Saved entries
=-=-=-=-=
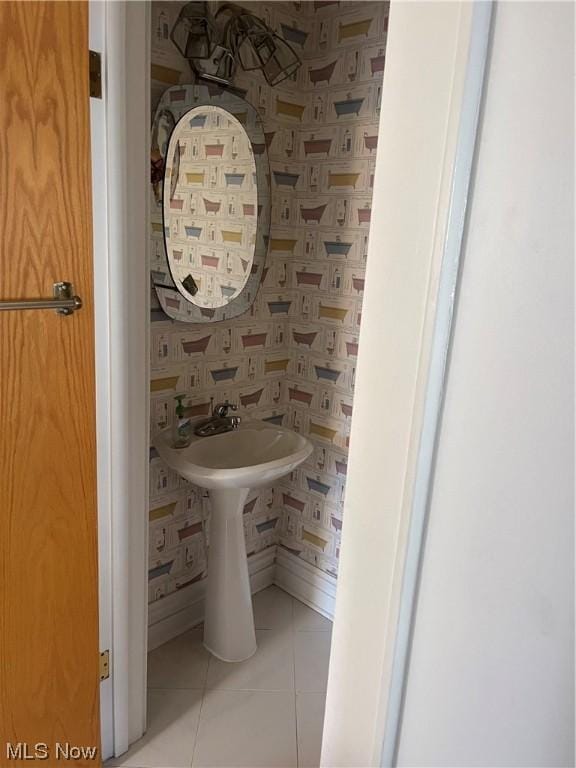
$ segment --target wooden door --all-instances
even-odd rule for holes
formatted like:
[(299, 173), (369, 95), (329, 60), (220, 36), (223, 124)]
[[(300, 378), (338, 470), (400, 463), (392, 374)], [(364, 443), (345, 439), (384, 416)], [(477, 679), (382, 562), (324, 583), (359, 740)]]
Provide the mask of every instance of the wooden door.
[(0, 36), (0, 301), (84, 302), (0, 312), (0, 765), (58, 765), (100, 743), (88, 3), (0, 2)]

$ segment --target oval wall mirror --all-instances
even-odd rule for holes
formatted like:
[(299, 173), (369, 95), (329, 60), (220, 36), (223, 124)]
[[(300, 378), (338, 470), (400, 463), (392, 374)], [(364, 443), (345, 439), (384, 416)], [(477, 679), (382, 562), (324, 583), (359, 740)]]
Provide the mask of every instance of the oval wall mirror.
[(214, 322), (256, 297), (270, 227), (256, 110), (218, 86), (166, 91), (152, 128), (152, 281), (164, 312)]

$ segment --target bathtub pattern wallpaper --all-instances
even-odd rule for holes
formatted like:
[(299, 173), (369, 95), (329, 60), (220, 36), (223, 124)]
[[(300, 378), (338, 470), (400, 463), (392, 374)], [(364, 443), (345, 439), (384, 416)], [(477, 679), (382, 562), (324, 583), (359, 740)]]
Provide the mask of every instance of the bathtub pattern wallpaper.
[[(229, 399), (244, 418), (308, 436), (315, 447), (310, 460), (249, 496), (247, 551), (279, 545), (336, 578), (388, 4), (243, 5), (303, 58), (295, 81), (277, 88), (258, 73), (236, 79), (262, 117), (271, 166), (262, 287), (245, 315), (216, 326), (172, 322), (153, 297), (152, 429), (171, 423), (174, 395), (185, 393), (191, 414), (207, 415), (212, 402)], [(191, 82), (167, 39), (180, 7), (152, 5), (153, 109), (166, 88)], [(209, 502), (154, 449), (150, 485), (154, 601), (202, 578), (201, 521)]]

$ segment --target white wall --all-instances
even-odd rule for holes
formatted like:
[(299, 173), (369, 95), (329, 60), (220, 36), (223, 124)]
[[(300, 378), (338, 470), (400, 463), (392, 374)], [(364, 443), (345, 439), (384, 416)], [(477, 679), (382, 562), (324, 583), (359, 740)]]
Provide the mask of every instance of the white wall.
[(571, 3), (500, 3), (398, 763), (574, 765)]
[[(473, 6), (392, 3), (321, 764), (380, 765)], [(390, 729), (389, 729), (390, 730)]]

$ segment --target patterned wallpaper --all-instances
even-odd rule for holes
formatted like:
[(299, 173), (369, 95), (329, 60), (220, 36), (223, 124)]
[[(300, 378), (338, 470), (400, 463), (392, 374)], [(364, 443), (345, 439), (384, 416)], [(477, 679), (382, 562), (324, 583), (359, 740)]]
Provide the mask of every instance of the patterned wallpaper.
=-=-=-=-=
- To do -
When a line in the records above contains the word "segment", copy it.

- Written solution -
$ segment --target wooden door --all-instances
$ segment --target oval wall mirror --all-instances
$ segment --target bathtub pattern wallpaper --all-instances
$ segment --target white wall --all-instances
$ segment --target patterned wallpaper --all-instances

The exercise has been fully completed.